▶ **What is required**
Collect every line of the entries below that contains the string "outline". Treat uppercase and lowercase letters as distinct.

▶ **Information supplied**
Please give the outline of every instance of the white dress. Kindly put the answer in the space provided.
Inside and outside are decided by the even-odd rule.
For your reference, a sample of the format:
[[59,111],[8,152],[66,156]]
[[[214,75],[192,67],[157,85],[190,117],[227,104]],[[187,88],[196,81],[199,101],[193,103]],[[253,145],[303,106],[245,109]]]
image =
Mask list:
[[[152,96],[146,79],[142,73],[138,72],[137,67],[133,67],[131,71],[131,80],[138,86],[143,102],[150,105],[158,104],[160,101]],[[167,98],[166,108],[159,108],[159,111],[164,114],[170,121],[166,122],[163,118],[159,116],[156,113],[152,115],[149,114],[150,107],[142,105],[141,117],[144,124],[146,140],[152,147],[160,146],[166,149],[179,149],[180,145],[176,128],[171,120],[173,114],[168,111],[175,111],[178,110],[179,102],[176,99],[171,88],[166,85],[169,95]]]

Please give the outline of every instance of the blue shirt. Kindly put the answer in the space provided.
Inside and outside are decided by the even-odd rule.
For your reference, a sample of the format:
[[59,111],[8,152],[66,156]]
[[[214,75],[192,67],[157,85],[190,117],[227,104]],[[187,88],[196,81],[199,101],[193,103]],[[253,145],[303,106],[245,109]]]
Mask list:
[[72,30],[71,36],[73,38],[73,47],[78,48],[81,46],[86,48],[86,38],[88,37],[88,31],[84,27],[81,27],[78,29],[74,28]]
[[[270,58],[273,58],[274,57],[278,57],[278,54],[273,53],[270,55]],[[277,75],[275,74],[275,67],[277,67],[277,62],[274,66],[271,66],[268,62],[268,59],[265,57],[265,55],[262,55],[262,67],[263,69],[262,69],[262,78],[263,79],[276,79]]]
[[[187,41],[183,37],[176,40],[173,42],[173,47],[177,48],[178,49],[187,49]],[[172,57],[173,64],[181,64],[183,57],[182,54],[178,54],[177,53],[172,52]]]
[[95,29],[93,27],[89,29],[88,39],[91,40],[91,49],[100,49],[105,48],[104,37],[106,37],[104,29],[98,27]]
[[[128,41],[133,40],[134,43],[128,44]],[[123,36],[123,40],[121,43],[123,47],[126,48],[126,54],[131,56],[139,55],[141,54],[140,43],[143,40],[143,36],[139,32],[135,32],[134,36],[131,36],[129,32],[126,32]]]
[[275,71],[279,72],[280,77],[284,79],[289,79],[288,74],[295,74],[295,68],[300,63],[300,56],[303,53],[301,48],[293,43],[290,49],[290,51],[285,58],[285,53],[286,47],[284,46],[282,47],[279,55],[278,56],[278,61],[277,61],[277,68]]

...

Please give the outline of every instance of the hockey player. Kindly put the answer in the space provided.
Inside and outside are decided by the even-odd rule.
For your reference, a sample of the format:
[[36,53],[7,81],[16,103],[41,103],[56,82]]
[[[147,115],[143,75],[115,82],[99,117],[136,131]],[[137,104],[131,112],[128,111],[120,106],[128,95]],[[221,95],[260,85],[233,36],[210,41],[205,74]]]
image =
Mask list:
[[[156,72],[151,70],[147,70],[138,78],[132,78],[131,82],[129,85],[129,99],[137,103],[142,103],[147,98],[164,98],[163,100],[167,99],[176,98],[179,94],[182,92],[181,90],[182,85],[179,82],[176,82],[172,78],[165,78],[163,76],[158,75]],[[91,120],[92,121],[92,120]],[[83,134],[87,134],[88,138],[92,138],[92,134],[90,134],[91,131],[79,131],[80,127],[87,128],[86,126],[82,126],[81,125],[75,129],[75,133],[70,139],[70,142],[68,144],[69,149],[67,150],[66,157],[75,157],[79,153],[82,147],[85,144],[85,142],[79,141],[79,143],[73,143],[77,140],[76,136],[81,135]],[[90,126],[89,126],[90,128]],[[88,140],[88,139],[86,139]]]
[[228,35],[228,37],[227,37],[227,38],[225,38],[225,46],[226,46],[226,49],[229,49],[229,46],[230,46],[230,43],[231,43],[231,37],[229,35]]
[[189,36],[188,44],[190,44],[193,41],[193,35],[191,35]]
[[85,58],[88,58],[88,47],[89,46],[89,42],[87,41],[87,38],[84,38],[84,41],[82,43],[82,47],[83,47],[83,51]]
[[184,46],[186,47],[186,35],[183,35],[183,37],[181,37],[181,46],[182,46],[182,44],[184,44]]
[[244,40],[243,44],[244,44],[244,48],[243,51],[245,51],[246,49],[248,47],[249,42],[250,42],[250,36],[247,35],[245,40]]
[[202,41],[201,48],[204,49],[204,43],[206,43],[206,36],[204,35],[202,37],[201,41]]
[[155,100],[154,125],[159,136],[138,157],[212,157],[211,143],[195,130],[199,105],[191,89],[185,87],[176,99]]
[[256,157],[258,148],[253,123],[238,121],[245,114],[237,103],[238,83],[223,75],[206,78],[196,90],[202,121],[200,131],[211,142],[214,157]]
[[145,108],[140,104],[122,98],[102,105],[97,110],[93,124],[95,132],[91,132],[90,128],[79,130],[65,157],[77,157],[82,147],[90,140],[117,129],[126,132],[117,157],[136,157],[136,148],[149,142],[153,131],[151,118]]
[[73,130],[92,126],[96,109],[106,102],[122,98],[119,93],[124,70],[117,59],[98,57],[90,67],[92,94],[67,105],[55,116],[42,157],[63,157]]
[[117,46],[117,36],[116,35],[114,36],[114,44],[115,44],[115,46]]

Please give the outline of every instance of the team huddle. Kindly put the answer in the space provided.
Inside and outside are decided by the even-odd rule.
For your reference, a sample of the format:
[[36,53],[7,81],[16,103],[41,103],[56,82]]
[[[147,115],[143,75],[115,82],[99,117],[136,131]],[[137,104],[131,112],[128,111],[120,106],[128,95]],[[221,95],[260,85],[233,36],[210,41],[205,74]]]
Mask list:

▶ **Task result**
Please give the outline of every instance of the white dress. Kindly put the answer in the space provided.
Please give the outline of every instance of the blue shirt. Kindly put the answer in the space provided.
Please give the outline of every instance of the hockey player. Kindly put the answer in the space provided.
Please give the outline of every instance of the team huddle. Kindly put the answer in the space provided.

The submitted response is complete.